- _SHORT EXERCISE_
Extract every line of the records that contains the string "wall", matching its case exactly.

- _EXCERPTED DATA_
☆ ☆ ☆ ☆ ☆ ☆ ☆
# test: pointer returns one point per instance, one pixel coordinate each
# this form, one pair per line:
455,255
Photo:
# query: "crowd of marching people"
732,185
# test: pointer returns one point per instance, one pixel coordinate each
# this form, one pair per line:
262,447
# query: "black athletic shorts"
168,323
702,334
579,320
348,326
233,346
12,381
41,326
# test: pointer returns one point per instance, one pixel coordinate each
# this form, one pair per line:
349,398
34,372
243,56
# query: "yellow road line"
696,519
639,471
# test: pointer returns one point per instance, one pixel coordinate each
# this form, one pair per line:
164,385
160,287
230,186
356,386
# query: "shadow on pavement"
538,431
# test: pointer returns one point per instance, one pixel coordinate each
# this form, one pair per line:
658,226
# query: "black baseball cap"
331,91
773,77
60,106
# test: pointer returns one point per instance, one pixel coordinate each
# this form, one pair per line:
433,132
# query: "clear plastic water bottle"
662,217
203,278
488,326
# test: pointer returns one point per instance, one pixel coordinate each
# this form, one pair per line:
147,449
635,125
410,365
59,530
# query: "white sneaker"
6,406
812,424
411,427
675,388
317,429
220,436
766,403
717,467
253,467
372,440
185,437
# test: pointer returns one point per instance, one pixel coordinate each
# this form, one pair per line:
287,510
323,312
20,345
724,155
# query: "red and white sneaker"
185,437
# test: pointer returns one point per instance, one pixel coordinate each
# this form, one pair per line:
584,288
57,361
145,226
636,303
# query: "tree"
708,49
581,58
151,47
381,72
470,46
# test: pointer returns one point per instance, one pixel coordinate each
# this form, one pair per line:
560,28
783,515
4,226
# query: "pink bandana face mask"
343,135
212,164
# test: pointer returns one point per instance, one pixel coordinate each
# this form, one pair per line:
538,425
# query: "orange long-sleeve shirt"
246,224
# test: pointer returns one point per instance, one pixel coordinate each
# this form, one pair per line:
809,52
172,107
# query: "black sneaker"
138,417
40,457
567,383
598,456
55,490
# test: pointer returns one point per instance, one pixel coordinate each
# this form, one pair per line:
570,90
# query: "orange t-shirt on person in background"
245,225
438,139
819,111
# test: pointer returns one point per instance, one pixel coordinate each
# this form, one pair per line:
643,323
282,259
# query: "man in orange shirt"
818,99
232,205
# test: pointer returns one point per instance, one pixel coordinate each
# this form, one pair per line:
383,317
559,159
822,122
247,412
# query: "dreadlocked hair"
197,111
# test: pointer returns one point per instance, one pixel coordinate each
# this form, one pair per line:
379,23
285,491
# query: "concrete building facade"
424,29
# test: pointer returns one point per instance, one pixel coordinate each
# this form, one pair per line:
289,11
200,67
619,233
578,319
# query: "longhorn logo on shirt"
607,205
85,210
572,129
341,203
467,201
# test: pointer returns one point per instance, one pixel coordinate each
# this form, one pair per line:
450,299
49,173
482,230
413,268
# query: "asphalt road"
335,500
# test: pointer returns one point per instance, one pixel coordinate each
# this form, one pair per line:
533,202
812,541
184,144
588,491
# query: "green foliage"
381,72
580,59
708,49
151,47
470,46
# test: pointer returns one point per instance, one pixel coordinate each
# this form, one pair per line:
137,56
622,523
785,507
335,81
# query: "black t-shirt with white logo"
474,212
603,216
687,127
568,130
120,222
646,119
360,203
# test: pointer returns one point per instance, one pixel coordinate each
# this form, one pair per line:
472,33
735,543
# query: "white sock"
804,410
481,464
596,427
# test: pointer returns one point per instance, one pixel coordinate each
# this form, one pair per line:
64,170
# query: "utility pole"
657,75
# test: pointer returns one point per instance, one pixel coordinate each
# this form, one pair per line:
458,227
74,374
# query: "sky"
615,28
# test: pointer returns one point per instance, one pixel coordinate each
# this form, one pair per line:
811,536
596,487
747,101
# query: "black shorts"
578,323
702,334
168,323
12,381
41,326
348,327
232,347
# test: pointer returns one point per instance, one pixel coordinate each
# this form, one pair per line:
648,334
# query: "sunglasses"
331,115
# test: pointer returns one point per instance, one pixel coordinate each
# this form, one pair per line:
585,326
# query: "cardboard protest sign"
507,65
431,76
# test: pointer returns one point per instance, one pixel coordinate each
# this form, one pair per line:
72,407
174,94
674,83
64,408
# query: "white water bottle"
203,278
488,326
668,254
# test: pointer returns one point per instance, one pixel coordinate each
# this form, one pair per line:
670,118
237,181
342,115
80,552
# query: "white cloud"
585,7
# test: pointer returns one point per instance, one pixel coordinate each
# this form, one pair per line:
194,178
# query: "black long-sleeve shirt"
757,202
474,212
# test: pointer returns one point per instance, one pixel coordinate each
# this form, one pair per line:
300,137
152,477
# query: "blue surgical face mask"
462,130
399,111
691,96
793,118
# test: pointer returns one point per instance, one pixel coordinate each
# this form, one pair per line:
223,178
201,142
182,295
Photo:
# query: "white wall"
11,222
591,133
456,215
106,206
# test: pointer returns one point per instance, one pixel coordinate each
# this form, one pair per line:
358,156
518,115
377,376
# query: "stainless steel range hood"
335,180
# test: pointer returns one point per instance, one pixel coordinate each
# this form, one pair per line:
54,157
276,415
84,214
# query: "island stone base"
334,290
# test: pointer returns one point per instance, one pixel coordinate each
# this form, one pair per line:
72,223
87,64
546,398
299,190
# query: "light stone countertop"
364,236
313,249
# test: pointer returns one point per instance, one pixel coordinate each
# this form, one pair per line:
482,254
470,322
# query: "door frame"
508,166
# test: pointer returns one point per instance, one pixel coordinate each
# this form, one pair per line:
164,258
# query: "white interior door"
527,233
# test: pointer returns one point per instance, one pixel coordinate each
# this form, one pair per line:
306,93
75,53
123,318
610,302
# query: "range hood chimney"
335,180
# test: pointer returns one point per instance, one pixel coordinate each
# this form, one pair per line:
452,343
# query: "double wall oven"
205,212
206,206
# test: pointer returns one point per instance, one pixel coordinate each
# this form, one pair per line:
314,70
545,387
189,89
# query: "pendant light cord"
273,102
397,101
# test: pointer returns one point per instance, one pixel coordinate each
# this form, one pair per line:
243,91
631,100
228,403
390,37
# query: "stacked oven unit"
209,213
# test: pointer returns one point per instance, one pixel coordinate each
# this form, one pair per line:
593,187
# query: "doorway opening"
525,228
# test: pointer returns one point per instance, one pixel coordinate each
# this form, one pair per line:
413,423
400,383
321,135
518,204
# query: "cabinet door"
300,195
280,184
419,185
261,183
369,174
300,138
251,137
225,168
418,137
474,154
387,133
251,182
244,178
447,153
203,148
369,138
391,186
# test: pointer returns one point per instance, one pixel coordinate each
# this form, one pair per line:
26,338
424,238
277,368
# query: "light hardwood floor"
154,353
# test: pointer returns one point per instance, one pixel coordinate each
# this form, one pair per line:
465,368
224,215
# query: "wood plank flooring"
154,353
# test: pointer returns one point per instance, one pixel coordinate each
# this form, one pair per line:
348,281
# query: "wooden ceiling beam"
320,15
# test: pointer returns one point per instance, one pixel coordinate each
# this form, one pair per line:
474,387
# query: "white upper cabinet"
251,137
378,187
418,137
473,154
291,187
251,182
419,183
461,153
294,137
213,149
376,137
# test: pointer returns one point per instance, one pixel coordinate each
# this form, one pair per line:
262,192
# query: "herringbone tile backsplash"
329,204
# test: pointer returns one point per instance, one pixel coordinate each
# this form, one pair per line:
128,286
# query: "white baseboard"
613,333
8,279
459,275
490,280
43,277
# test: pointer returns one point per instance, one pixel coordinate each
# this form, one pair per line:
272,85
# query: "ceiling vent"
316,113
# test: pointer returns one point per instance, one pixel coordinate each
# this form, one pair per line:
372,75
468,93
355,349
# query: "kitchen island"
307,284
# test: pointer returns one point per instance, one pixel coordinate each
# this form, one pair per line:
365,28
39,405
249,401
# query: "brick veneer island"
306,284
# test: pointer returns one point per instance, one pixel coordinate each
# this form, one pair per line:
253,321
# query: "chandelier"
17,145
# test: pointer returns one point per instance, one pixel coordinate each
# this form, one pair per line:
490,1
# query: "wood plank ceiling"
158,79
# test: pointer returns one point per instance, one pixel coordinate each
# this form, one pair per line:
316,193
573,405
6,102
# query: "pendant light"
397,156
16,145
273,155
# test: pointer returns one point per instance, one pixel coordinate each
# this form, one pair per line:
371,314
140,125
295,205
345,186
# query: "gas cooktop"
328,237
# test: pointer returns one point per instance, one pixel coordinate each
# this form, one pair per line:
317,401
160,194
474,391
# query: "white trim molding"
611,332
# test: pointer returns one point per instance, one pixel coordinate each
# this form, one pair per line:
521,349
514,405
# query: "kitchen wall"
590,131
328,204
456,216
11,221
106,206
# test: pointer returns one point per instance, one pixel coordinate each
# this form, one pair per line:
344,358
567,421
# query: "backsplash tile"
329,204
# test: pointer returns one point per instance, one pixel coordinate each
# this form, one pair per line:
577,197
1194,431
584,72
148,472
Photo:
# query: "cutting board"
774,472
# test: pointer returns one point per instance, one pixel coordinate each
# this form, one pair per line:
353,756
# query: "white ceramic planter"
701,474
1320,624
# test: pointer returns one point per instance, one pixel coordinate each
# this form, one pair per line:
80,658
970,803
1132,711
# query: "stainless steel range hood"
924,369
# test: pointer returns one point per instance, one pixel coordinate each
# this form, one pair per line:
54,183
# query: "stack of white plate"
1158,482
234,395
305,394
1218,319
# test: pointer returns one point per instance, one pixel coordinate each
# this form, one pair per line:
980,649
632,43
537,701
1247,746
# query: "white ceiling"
☆ ☆ ☆ ☆ ☆ ☆ ☆
- _TASK ANSWER_
# query: "white wall"
# query: "double wall oven"
# query: "kitchen wall"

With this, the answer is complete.